__ENTRIES PROVIDED__
** Begin **

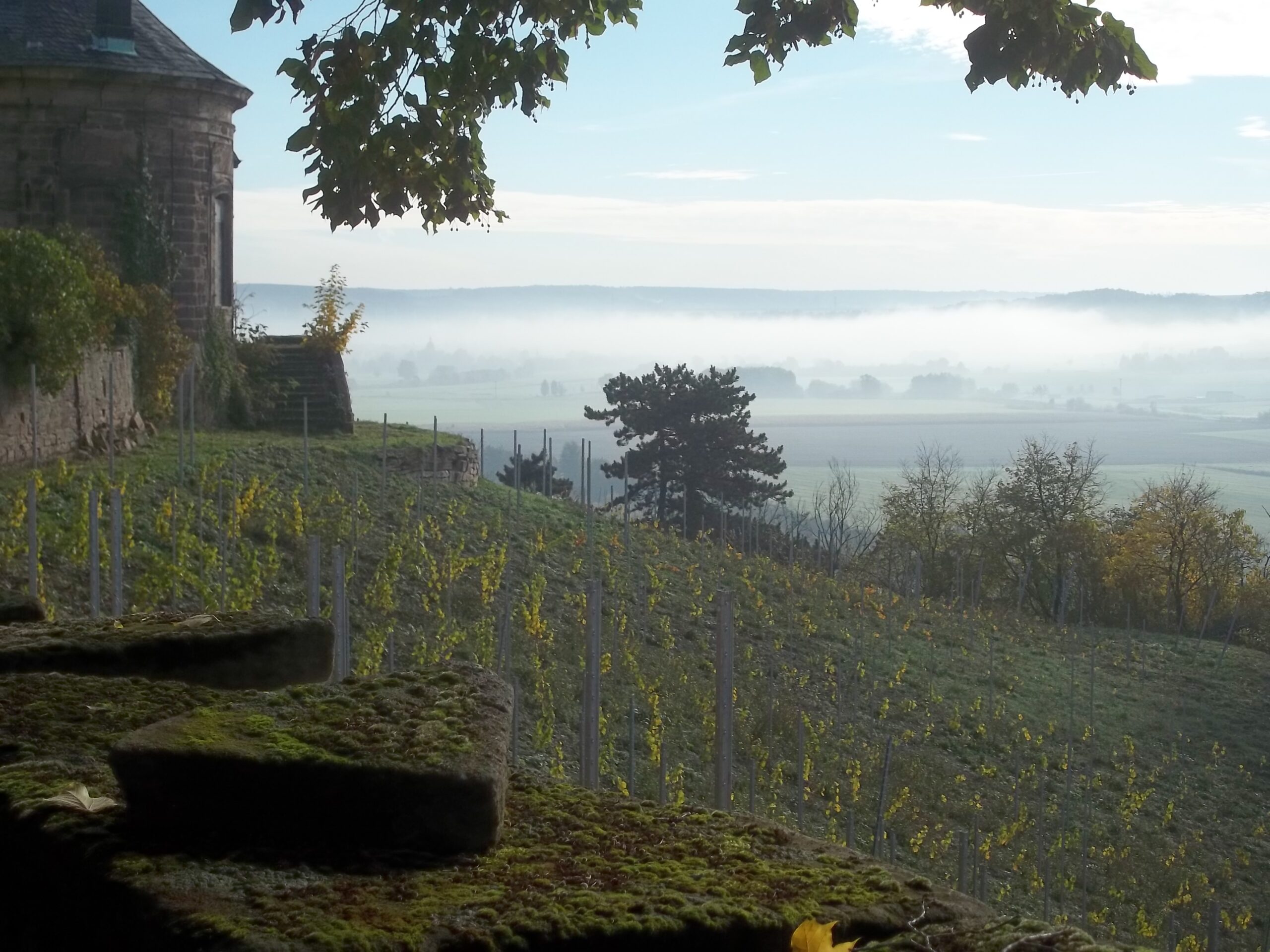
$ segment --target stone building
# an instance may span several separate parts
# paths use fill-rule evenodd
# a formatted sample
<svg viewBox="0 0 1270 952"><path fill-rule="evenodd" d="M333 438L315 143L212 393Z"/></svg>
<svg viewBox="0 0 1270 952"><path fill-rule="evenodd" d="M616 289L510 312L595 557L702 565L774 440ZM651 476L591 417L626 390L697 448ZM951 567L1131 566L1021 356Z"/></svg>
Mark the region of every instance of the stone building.
<svg viewBox="0 0 1270 952"><path fill-rule="evenodd" d="M140 0L0 0L0 227L70 223L118 251L121 202L149 173L197 336L232 303L234 113L250 95Z"/></svg>

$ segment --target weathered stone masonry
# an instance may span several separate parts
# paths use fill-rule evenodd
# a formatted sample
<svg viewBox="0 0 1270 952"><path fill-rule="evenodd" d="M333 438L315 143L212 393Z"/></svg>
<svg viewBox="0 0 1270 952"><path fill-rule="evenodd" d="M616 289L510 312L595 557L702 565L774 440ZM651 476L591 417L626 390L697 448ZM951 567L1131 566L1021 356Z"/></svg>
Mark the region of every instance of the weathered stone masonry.
<svg viewBox="0 0 1270 952"><path fill-rule="evenodd" d="M104 449L109 429L109 367L114 364L114 433L117 442L133 439L132 352L127 348L89 354L84 366L62 387L46 396L36 393L39 456L64 456L80 447ZM94 439L95 434L95 439ZM30 387L0 383L0 465L30 459Z"/></svg>
<svg viewBox="0 0 1270 952"><path fill-rule="evenodd" d="M138 0L0 3L0 227L69 223L117 250L145 166L197 336L232 302L234 113L250 95Z"/></svg>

** End **

__TASK DETAILS__
Can you edit the listing above so that "a formatted sample" becomes "an example of the format" wherever it occurs, keep every other line the same, and write the whole listing out again without the pictures?

__COMPLETE OUTPUT__
$ segment --target stone building
# an instance may span several separate parts
# paths use fill-rule evenodd
# an example of the format
<svg viewBox="0 0 1270 952"><path fill-rule="evenodd" d="M333 438L315 143L212 393Z"/></svg>
<svg viewBox="0 0 1270 952"><path fill-rule="evenodd" d="M616 289L510 312L595 557L702 565L774 440ZM651 476L591 417L626 390L697 448ZM951 567L1131 566L1021 356Z"/></svg>
Mark the region of every instance of the stone building.
<svg viewBox="0 0 1270 952"><path fill-rule="evenodd" d="M140 0L0 0L0 227L70 223L118 251L121 202L149 173L197 336L232 303L234 113L250 95Z"/></svg>

$ segment --target weathered stone masonry
# an instance may span several separate parts
# paths use fill-rule evenodd
# an example of the format
<svg viewBox="0 0 1270 952"><path fill-rule="evenodd" d="M333 438L315 143L212 393Z"/></svg>
<svg viewBox="0 0 1270 952"><path fill-rule="evenodd" d="M616 289L510 312L595 557L702 565L774 440ZM651 476L591 417L626 390L697 448ZM951 567L1131 566L1021 356Z"/></svg>
Mark the region of every instance of the weathered stone masonry.
<svg viewBox="0 0 1270 952"><path fill-rule="evenodd" d="M104 449L109 429L109 367L114 364L114 433L117 442L133 439L132 352L127 348L89 354L84 366L62 387L46 396L36 393L39 456L64 456L80 447ZM94 439L95 434L95 439ZM30 387L0 383L0 465L30 459Z"/></svg>
<svg viewBox="0 0 1270 952"><path fill-rule="evenodd" d="M138 0L0 3L0 227L69 223L117 250L145 166L197 336L232 302L234 113L250 95Z"/></svg>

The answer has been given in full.